* [Task requirements]: Beginning with the line that mentions "the football player's", reproduce every line through the last line of the entries, exactly, and only those.

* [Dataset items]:
════
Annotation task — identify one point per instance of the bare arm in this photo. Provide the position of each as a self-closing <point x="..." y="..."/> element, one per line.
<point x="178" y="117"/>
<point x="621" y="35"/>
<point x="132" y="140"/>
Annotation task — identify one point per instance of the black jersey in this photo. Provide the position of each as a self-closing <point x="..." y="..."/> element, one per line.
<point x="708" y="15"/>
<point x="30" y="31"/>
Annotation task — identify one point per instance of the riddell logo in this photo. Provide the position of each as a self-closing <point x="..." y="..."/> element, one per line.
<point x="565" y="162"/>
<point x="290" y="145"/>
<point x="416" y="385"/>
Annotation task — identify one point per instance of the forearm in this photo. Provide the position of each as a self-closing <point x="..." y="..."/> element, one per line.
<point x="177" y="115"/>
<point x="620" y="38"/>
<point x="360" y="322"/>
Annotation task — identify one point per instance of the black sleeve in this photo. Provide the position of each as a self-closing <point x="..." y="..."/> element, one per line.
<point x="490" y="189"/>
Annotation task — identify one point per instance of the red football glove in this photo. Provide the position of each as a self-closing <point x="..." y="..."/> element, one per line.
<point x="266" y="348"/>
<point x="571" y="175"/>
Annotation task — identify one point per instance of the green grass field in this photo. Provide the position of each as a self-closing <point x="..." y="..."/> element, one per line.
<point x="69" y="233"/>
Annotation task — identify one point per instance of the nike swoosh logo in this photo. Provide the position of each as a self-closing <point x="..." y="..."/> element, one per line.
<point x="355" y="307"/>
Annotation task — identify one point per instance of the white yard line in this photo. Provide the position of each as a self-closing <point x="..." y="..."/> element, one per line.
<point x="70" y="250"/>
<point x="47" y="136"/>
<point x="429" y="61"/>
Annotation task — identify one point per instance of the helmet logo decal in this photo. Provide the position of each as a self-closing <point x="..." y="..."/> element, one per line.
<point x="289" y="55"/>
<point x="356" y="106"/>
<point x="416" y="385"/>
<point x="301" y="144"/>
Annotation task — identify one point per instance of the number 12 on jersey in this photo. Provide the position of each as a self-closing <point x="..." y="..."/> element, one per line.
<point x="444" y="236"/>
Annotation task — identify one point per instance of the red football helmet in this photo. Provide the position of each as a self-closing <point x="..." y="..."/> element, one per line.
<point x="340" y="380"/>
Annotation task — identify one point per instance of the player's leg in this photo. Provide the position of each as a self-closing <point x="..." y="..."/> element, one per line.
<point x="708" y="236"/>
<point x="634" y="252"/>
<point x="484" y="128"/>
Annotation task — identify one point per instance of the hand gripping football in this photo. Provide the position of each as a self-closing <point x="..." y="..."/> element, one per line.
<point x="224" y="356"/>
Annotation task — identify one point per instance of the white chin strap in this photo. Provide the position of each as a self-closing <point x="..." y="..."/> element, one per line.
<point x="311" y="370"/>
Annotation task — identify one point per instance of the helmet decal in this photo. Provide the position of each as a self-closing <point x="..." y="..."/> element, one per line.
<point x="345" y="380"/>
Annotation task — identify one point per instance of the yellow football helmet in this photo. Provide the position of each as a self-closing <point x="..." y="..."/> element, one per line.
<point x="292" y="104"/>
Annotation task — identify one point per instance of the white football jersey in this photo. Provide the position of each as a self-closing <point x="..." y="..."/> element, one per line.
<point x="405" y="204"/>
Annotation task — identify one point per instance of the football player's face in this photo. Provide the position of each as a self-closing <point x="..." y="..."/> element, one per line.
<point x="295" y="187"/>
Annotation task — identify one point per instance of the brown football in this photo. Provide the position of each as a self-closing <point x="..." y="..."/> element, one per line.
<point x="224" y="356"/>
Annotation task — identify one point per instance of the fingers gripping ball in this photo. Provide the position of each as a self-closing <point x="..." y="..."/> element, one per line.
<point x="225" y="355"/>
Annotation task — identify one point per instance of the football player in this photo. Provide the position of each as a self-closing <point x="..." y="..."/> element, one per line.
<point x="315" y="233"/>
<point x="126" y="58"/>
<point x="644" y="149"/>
════
* [Problem solution]:
Annotation task — identify one point per instance of the football player's face in this photo. Provide the position of each as a self-closing <point x="..." y="..."/> element, one per line.
<point x="295" y="187"/>
Annotation task — identify one point per instance of the brown football in this photo. Provide the position of each as a self-closing <point x="..." y="..."/> element, one per line.
<point x="224" y="356"/>
Annotation task — identify one point per instance of the fingers gripping ball in this photo. Provide the position of each as a self-closing <point x="..." y="..."/> element, one per line.
<point x="225" y="355"/>
Annotation task — identify one point per instance of the football player in this photo. Provide the position of each as a self-closing <point x="..." y="..."/> element, one per line.
<point x="315" y="233"/>
<point x="126" y="58"/>
<point x="644" y="149"/>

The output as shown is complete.